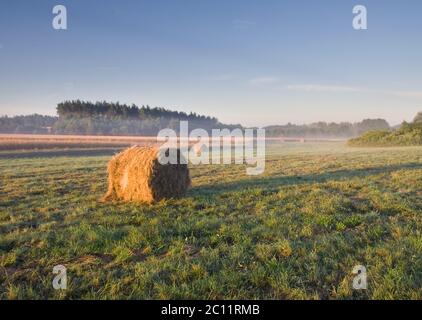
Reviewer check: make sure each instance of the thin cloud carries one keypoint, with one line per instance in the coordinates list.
(242, 24)
(408, 94)
(323, 88)
(223, 77)
(259, 81)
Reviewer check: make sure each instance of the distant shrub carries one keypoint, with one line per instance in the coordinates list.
(409, 134)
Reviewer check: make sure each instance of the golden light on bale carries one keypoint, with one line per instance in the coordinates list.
(137, 175)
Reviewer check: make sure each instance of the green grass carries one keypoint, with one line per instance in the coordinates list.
(295, 232)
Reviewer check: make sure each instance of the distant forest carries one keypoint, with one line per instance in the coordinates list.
(408, 134)
(104, 118)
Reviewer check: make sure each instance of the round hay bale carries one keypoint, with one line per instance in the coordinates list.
(136, 175)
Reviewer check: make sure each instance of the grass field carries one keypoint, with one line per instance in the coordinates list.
(295, 232)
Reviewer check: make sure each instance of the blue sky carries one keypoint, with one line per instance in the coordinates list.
(255, 62)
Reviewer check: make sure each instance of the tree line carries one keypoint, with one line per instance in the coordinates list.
(326, 130)
(105, 118)
(408, 134)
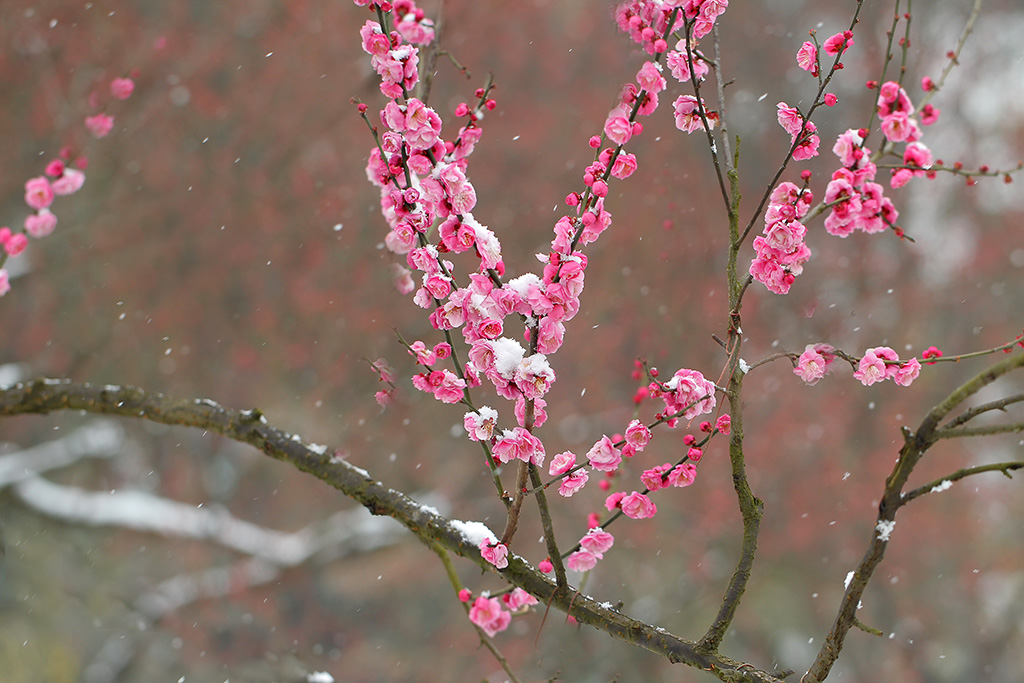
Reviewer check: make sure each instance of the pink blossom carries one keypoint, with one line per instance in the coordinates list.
• • •
(TASK REQUIREMENTS)
With the pictures left out, please output each line from the one containing "Reviewer check: make sure each instance of the green" through the end of the entries, exactly as it is.

(THE ANSWER)
Reviewer check: make sure each instance of the green grass carries one keypoint, with one line per instance in the coordinates list.
(295, 232)
Reviewer check: make sure each instance of the distant forest carries one keypoint, with one line per instance in the coordinates list.
(408, 134)
(104, 118)
Reviewer check: make sure each instance of the round hay bale carries one keypoint, with one line per instance in the coordinates list.
(136, 175)
Reviewer check: make sure each instance of the grass field carries one keypoint, with one line per instance in the coordinates list.
(295, 232)
Reviewer check: make sure each instance of the blue sky carries one keypoint, with one line per instance in the coordinates list.
(255, 62)
Reviewer check: make sure each instance of the tree line carries one keypoint, with one line per instance in the coordinates list.
(326, 130)
(105, 118)
(408, 134)
Reviewer check: make sure each instance of the pink blossom carries one keypoint, with one line per instance in the coordinates list.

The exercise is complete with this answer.